Brief
Each record is to be given again precisely as written.

Source records
-- -- --

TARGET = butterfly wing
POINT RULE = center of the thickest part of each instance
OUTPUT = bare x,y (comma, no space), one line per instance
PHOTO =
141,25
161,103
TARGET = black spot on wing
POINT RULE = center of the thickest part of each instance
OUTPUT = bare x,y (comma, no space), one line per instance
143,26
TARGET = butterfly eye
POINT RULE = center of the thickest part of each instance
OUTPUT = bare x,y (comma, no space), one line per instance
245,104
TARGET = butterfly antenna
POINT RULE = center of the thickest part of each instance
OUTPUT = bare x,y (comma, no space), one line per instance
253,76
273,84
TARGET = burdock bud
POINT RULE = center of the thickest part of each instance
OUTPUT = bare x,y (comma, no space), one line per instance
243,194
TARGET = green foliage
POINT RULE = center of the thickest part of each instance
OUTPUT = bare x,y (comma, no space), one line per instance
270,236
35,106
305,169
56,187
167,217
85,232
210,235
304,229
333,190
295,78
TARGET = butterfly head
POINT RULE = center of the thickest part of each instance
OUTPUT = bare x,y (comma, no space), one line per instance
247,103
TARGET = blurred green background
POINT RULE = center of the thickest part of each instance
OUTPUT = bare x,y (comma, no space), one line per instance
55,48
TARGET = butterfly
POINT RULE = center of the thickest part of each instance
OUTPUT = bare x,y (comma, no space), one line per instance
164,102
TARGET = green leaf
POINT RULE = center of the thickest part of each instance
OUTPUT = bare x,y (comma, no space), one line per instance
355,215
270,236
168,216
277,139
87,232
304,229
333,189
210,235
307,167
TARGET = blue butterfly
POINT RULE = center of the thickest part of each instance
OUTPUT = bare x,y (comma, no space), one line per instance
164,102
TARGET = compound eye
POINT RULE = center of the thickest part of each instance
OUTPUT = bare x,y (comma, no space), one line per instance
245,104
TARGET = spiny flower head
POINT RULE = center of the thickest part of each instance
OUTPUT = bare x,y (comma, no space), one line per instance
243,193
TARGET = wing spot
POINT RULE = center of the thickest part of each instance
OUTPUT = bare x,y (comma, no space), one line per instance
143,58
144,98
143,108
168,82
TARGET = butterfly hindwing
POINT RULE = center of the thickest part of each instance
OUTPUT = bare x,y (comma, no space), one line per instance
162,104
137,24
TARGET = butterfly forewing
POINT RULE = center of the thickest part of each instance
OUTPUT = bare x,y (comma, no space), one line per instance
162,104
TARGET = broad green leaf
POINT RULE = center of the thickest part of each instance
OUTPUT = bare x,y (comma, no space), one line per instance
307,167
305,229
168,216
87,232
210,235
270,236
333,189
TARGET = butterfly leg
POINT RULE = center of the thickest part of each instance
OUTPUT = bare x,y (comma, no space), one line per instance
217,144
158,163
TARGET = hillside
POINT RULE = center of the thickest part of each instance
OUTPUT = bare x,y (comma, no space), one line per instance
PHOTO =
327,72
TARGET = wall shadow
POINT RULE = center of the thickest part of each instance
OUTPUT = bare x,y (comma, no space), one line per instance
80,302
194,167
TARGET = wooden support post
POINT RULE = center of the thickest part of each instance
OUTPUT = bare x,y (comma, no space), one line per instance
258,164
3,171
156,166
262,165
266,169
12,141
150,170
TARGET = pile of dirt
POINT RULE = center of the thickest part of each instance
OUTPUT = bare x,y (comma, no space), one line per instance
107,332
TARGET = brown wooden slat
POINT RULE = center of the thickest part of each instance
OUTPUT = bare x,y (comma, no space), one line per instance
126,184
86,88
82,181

-- -- --

Task output
TARGET = butterfly wing
POINT RULE = center of the thickest part of each instance
OUTPUT = bare x,y (comma, no space), one line per instance
PHOTO =
141,25
161,103
TARGET = black spot on wing
POINT RULE = center of the thickest part of each instance
OUTPUT = bare x,y (comma, no space), one line per instance
143,26
TARGET = butterfly eye
POINT RULE = center of the thickest part of each instance
OUTPUT = bare x,y (comma, no space), one line per instance
245,104
TARGET = butterfly antenna
POINT RULE = center of the thickest part of each instance
OUTPUT = bare x,y (comma, no space), one line per instance
253,76
273,84
TARGET = burdock bud
POINT RULE = center of the thickest part of each instance
OUTPUT = bare x,y (comma, no space), one line per instance
243,194
TARGET = green foliage
POINT RULE = center of the thickest part of each instance
OUTPUT = bare x,y (comma, no space), one line per instance
270,236
35,106
305,169
56,187
167,217
85,232
210,235
304,229
333,190
295,78
TARGET = butterfly head
POINT RULE = center of the thickest part of each instance
OUTPUT = bare x,y (comma, no space), one line per instance
247,103
TARGET = blurred green background
POINT RULE = center of the thickest part of each instance
OUTPUT = bare x,y (comma, no space), one line per instance
55,48
TARGET = butterfly
POINT RULE = center of the thickest part of each instance
OUTPUT = bare x,y (comma, no space), one line per instance
164,102
TARGET = green leaf
POINT RULE = center of the thickest part of each instance
OUTPUT = bare x,y (comma, no space), one line per instance
355,215
270,236
168,216
277,139
87,232
304,229
333,189
210,235
307,167
TARGET = blue butterfly
POINT RULE = center of the thickest part of each instance
OUTPUT = bare x,y (comma, no space), one line per instance
164,102
TARGET = compound eye
POINT RULE = center of the thickest part of each instance
OUTPUT = bare x,y (comma, no space), one line per instance
245,104
TARGET = spiny flower head
POINT RULE = center of the thickest part of each instance
OUTPUT = bare x,y (comma, no space), one line per instance
243,193
TARGET = wing spot
POINT RULE = center of the thickest part of each instance
OUTPUT = bare x,y (comma, no space), one line per instance
143,58
144,98
143,108
168,82
TARGET = butterfly hindwing
POINT RULE = center of the thickest part of each instance
OUTPUT = bare x,y (comma, no space), one line per instance
162,104
137,24
TARGET = butterfly forewing
POINT RULE = center of the thickest part of each instance
OUTPUT = bare x,y (comma, no space), one line per instance
162,104
TARGET = broad green leaf
POINT RULE = center of the thickest part of each instance
OUTPUT = bare x,y (comma, no space), one line per instance
307,167
305,229
168,216
87,232
210,235
270,236
333,189
TARGET = butterfly leg
POINT RULE = center of the thickest part of each instance
OUTPUT = bare x,y (comma, no space), one line per instance
217,144
158,163
TARGET = hillside
POINT RULE = center of the thickest part of each instance
OUTPUT = bare x,y (comma, no space), one line per instance
PHOTO =
327,72
TARGET = wall shadow
POINT RULE = center of the thickest part of each instance
OUTPUT = bare x,y (comma, no space), one line per instance
80,302
194,167
TARGET = wooden support post
POINT RULE = center of the thickest part of each instance
OUTPUT = bare x,y (comma, no space), one line per instance
258,164
3,171
156,166
262,165
266,169
12,141
150,170
TARGET = pile of dirt
POINT RULE = center of the thickest part of each instance
OUTPUT = bare x,y (comma, no space), one line per instance
107,332
TARGET = brown wooden slat
POINT RULE = center of the thickest part of each instance
OUTPUT = bare x,y (comma, no space), one line per instance
126,184
86,88
82,181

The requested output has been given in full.